Start of EXTRACTED MATERIAL

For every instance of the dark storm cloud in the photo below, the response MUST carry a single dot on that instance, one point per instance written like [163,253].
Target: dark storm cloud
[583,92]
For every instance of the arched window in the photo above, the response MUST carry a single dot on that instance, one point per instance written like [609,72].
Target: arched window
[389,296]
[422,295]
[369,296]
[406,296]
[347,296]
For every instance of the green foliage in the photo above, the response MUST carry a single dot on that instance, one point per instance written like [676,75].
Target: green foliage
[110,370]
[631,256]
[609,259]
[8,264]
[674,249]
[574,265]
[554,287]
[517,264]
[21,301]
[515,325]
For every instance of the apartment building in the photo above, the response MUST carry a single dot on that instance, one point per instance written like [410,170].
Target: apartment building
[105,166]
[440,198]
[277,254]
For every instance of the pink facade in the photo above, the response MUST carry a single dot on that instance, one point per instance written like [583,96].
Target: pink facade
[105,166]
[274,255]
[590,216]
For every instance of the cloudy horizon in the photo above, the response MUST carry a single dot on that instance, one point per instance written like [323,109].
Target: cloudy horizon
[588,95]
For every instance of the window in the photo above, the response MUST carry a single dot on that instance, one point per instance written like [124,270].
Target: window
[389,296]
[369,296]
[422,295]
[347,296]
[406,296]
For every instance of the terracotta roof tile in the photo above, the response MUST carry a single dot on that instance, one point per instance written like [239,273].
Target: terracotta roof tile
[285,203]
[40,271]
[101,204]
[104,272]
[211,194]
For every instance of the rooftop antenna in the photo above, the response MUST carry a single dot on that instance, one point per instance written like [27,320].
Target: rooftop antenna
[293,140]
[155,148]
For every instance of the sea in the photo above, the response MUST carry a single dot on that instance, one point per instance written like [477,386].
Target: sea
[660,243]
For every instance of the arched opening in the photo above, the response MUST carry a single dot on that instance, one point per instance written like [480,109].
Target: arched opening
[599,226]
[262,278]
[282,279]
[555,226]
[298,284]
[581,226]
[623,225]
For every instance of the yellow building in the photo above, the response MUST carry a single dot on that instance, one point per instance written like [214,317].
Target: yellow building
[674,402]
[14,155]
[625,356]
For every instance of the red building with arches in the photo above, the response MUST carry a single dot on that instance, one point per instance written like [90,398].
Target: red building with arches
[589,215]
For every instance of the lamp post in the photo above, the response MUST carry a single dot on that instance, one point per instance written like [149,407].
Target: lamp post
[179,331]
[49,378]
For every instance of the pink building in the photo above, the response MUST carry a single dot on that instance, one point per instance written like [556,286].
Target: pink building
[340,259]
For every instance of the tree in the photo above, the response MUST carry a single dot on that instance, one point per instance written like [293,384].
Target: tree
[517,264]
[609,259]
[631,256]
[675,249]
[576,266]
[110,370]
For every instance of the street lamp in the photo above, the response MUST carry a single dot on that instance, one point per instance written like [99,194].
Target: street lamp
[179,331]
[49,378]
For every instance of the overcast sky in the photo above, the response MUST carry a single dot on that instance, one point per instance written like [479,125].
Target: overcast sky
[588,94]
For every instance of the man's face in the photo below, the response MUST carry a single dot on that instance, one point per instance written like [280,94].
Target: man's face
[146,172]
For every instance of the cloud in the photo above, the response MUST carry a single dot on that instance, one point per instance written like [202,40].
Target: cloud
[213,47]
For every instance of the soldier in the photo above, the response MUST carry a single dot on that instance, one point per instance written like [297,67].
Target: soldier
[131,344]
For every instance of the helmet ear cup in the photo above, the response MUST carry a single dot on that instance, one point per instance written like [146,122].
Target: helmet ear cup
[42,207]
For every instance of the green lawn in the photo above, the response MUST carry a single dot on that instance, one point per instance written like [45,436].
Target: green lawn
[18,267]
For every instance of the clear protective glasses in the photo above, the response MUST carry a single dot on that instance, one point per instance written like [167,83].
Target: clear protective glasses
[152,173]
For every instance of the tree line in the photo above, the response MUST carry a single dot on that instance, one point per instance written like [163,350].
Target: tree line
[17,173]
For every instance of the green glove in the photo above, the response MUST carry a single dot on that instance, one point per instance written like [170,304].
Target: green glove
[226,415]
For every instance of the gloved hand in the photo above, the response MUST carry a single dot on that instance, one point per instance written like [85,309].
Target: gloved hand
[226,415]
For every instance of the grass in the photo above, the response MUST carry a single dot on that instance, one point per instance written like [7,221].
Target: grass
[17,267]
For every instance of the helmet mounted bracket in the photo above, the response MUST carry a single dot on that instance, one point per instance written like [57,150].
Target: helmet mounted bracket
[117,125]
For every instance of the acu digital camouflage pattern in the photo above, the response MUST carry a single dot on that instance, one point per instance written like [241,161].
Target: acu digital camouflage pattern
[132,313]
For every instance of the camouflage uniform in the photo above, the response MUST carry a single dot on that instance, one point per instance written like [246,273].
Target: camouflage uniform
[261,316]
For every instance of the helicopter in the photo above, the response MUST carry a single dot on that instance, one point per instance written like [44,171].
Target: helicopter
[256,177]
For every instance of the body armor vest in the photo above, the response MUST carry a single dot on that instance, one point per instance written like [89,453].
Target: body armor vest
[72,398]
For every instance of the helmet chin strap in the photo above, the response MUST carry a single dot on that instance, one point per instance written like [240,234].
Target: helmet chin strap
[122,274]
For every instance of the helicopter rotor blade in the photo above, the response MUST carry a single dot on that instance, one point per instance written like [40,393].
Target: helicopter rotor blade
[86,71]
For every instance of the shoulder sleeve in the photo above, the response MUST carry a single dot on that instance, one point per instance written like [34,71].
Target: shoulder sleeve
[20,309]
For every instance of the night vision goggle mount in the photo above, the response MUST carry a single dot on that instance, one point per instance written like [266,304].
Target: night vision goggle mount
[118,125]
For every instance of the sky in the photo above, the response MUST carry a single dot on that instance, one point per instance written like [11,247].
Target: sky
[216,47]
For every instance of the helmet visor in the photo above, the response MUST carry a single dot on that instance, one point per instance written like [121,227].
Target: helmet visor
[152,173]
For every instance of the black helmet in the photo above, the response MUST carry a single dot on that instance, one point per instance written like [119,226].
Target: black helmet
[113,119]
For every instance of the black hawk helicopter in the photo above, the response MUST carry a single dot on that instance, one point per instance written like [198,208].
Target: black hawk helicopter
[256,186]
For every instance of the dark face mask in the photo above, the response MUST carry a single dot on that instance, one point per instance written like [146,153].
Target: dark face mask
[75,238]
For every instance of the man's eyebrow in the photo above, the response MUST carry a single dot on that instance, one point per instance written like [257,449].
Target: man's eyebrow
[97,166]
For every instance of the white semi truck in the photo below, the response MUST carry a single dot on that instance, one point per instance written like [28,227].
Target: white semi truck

End of EXTRACTED MATERIAL

→ WHAT TO PRODUCE:
Give all the records again. Match them exactly.

→ CORRECT ANSWER:
For every instance of the dark storm cloud in the photo below, the response MUST carry a single dot on that instance, one point per instance written like [163,253].
Target: dark storm cloud
[583,92]
For every instance of the arched window in the photo above, the response MUST carry a single dot on that instance, one point per instance written like [609,72].
Target: arched window
[389,296]
[422,295]
[369,296]
[406,296]
[347,296]
For every instance of the green foliage in the photo above, the response MUST carry a single dot on that instance, one point per instance written like [676,75].
Target: green foliage
[110,370]
[631,256]
[609,259]
[8,264]
[674,249]
[574,265]
[554,287]
[517,264]
[21,301]
[515,325]
For every instance of the apartment building in the photo above, the response MUST carry a single dot on that instance, one point per instance written like [410,170].
Target: apartment building
[105,166]
[440,198]
[277,254]
For every instance of the pink facade in the photo above, the response MUST carry a single dot on that instance, one point per instance written like [583,96].
Target: pink facade
[105,166]
[274,255]
[590,216]
For every instance of the cloudy horizon in the photo above, the response MUST carry a single dot on that instance, one point per instance written like [323,109].
Target: cloudy horizon
[588,95]
For every instance of the window in the photo above, the response MUST carry a single dot on that instance, one point per instance written like [124,270].
Target: window
[389,296]
[369,296]
[422,295]
[347,296]
[406,296]
For every instance of the terracotta roof tile in the photo above, the response MUST carry a single dot on that instance, one point per instance written like [239,273].
Target: terracotta roof tile
[285,203]
[40,271]
[101,204]
[104,272]
[211,194]
For every instance of the rooftop antenna in the photo above, the response MUST carry a single dot on that instance, one point per instance written like [27,320].
Target: rooftop antenna
[293,140]
[155,148]
For every instance of the sea in the photo above, the response MUST carry a single dot on that instance, one point per instance written like [477,386].
Target: sea
[660,243]
For every instance of the arched opening in the photo above, the response MUST carry a single dot on that instance, one point per instance written like [480,109].
Target: arched opening
[599,226]
[262,278]
[282,279]
[555,226]
[298,284]
[581,226]
[623,225]
For every instance of the yellow building in the photo above, the response MUST carry a single dot on that instance, one point per instance written like [214,317].
Target: yellow building
[674,402]
[14,155]
[625,356]
For every instance of the red building with arches in the photo above, the response MUST carry a single dot on that instance, one point per instance written like [90,398].
Target: red building with arches
[589,215]
For every instance of the lamp post in the photo above, the response MUST carry a single dot on that instance, one point per instance written like [149,407].
Target: lamp post
[179,331]
[49,378]
For every instance of the pink building in the photo above, the response MUST carry a single dot on that instance, one point per instance written like [556,286].
Target: pink building
[340,259]
For every instance of the tree in the photo above, the response MUST carry a single dot on that instance, one point per instance written like [293,384].
Target: tree
[517,264]
[609,259]
[631,256]
[675,249]
[576,266]
[110,370]
For every instance of the street lamp in the photo above, the response MUST carry a single dot on that instance, one point per instance written like [99,194].
Target: street lamp
[179,331]
[49,378]
For every instance of the overcast sky in the photo above, the response MUST carry a single dot on that instance, one point per instance written like [479,125].
Target: overcast sky
[588,94]
For every instance of the man's face in the photo below, the response MUST carry a single dot on that instance, one point per instance written like [280,94].
Target: man's face
[146,172]
For every instance of the cloud in the photo above, the response MUST carry a single dot on that instance, one point per instance written like [202,40].
Target: cloud
[213,47]
For every instance of the soldier in the photo above, the response MUST carry a single dot on that instance, one point per instance written like [297,67].
Target: soldier
[131,344]
For every instance of the helmet ear cup in the photo above, the response MUST carry a single dot on that instance, one point per instance written like [146,122].
Target: helmet ear cup
[42,207]
For every instance of the green lawn in the photo above, the response MUST carry a single dot on that instance, one point per instance written like [45,436].
Target: green lawn
[18,267]
For every instance of the clear protective glasses in the photo above, the response MUST carry a single dot on that instance, one point per instance written like [167,83].
Target: clear protective glasses
[152,173]
For every instance of the tree line in the photo above, the response MUST carry a single dot on that instance, one point per instance written like [163,350].
Target: tree line
[17,173]
For every instance of the green glove in the photo above, the response MUST carry a single dot on that instance, one point per instance written like [170,304].
Target: green glove
[226,415]
For every instance of the gloved hand in the photo above, the response MUST carry a single dot on that instance, one point per instance written like [85,309].
Target: gloved hand
[226,415]
For every instance of the grass in the photo above, the response MUST carry a single dot on that instance, one point per instance written like [7,221].
Target: grass
[17,267]
For every instance of the helmet mounted bracket in the photo above, the response MUST carry a single dot on that instance, one point per instance written like [57,150].
Target: helmet mounted bracket
[117,125]
For every instance of the acu digital camouflage pattern in the photo above, the response MUST carry a single dot on that instance, one point per instance written like [241,161].
Target: acu digital camouflage pattern
[132,313]
For every instance of the camouflage uniform in the photo above, the response MUST carry a single dot on that instance, one point per instance written like [246,273].
Target: camouflage uniform
[261,316]
For every instance of the helicopter in the photo above, the response MUST carry a single dot on that instance, one point per instance written like [44,171].
Target: helicopter
[256,177]
For every instance of the body armor vest in the photo above, the response MUST carry a single dot on that instance, one point per instance written like [89,453].
Target: body armor vest
[72,398]
For every instance of the helmet chin strap in the photo above, the response MUST carry a single dot on that instance, one point per instance written like [240,234].
Target: helmet chin strap
[122,274]
For every instance of the helicopter rotor blade in the photo above, the response MUST carry a single dot on that instance, one point per instance written like [40,393].
Target: helicopter rotor blade
[86,71]
For every instance of the shoulder sleeve in the photo above, the response MUST carry a single dot on that instance, one point per instance written like [34,71].
Target: shoulder sleeve
[20,309]
For every instance of the night vision goggle mount in the photo above, the response MUST carry a single dot on that instance, one point per instance written like [266,304].
Target: night vision goggle mount
[118,125]
For every instance of the sky in the photo above, the response MUST carry a single dot on that instance, one point per instance written like [11,247].
Target: sky
[216,47]
For every instance of the helmet visor in the photo above, the response MUST carry a single dot on that instance, one point per instance written like [121,227].
Target: helmet visor
[152,173]
For every instance of the black helmet in the photo above, the response MUST carry a single dot on that instance, one point per instance written like [119,226].
Target: black helmet
[113,119]
For every instance of the black hawk helicopter in the photo above, the response MUST carry a single dot on that instance, one point per instance written like [198,208].
Target: black hawk helicopter
[256,186]
For every instance of the dark face mask in the photo above, the response MUST carry a single dot on that instance, one point per instance written like [146,153].
Target: dark face mask
[75,238]
For every instance of the man's eyebrow in the photo above, the response MUST carry a single dot on that instance, one point per instance written like [257,449].
Target: man's eyebrow
[97,166]
For every instance of the white semi truck in the photo below, the response MUST carry a single dot on that instance, one point per instance written like [28,227].
Target: white semi truck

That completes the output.